>> Start

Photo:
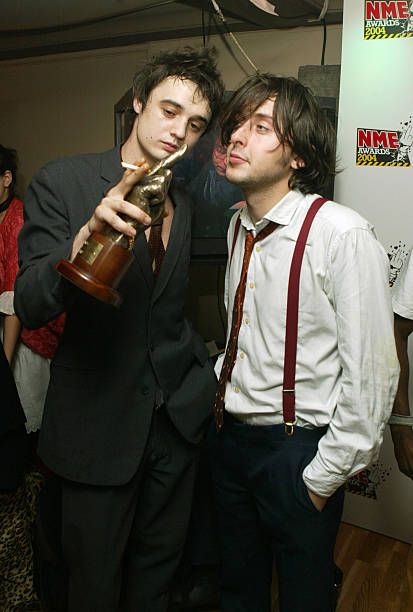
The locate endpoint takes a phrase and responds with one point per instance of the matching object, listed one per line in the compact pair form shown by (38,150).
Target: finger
(129,179)
(118,206)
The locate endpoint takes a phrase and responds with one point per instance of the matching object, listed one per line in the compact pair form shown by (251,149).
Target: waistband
(275,432)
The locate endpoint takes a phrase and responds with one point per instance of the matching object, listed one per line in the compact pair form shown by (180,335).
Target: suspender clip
(289,427)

>> End

Task goal:
Retype every record above verbatim, omitting the pictures.

Task output:
Photo:
The locate endpoint takes a phrase and responds with one point per instance of the matching object, listed one per line in the compact pair form shown by (38,150).
Target: finger
(129,179)
(118,206)
The locate endpoint takes a phrase and responds with one point per instance of the matching object, listed one per line in the compact pair form shown by (251,149).
Target: waistband
(275,432)
The locate endpoint takes a phrase and responds with one point per instance of the matching object, listed one per line in the compact pair form shown by (180,335).
Target: suspender clip
(289,427)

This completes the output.